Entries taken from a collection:
◇ ◇ ◇ ◇ ◇ ◇ ◇

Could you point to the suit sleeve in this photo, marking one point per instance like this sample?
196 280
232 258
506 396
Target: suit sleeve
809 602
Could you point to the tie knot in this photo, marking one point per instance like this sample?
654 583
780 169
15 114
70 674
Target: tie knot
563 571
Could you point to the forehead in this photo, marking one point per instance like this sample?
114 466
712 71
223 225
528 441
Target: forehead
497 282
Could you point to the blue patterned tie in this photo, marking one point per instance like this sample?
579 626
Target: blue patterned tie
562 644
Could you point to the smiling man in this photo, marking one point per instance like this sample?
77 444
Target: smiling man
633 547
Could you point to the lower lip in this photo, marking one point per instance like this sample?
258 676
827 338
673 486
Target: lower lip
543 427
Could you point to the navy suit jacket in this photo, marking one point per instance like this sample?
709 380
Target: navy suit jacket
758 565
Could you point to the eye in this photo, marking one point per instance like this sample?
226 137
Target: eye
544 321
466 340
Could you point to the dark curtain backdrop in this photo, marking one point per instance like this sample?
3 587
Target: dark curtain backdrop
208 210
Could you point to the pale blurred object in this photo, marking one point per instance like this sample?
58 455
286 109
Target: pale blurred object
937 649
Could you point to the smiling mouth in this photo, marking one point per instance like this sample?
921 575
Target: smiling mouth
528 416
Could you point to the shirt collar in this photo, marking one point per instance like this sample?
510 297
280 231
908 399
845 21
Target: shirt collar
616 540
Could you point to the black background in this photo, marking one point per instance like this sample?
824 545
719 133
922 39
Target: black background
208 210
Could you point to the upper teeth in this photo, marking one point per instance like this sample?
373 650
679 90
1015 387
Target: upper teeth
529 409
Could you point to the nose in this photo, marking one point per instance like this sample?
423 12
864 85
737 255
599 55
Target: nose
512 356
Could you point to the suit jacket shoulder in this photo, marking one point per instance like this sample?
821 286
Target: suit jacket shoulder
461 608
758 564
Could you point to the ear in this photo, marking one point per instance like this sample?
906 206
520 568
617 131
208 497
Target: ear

◇ ◇ ◇ ◇ ◇ ◇ ◇

Your assignment
Exactly reproduce every record.

Exercise output
Could you point to the suit sleeve in this photo, marking one point per instance like this sample?
196 280
232 258
506 396
Target: suit sleeve
809 602
Could you point to the tie knot in this photo, marking one point per instance like this sample?
654 583
780 169
15 114
70 674
Target: tie knot
563 571
Could you point to the forehead in this photo, marking one point per instance like this sample?
114 466
712 71
223 225
528 441
Target: forehead
497 282
Could you point to the blue patterned tie in this photo, marking one point per instance like this sample?
579 626
Target: blue patterned tie
562 644
Could you point to the smiling man in this photo, marking one point per instance like this sample?
77 444
Target: smiling man
633 547
Could you point to the lower lip in this photo, marking one point per instance like this sample?
258 676
827 338
673 486
Target: lower lip
543 427
Could you point to the navy suit jacket in this photo, marking one point per instance like this sample?
709 380
Target: navy suit jacket
758 565
Could you point to the eye in this photo, marking one point per instance like this sample?
226 137
Target: eye
544 321
466 340
Could you point to the dark curtain backdrop in this photo, marking one point per instance like this sample?
3 587
Target: dark curtain backdrop
208 210
Could you point to the pale blurred object in this photo, marking one point per instance like this sample?
58 455
286 109
Target: pale blurred object
937 649
Could you point to the smiling mouth in this photo, marking one point per instance like this sample?
921 575
Target: smiling mouth
528 416
Could you point to the shirt collar in this photo, marking one point per instance like this sample?
510 297
280 231
908 399
845 21
Target: shirt collar
616 540
Could you point to the black background in this photo, marking one point per instance like this sample?
824 545
719 133
922 39
Target: black background
208 210
Could you point to the upper teeth in this photo, marking one point per instance like this sample?
373 650
679 90
1015 387
Target: upper teeth
529 409
Could you point to the nose in this photo, marking one point per instance like this sample?
423 12
864 85
737 255
599 55
Target: nose
512 356
Could you point to the suit jacket shoulder in this photo, marking one point per instance like this sample?
821 286
Target: suit jacket shoulder
461 608
758 564
Could you point to the ear in this photo, marking one point per instance like this sample?
906 206
520 568
617 131
208 497
Target: ear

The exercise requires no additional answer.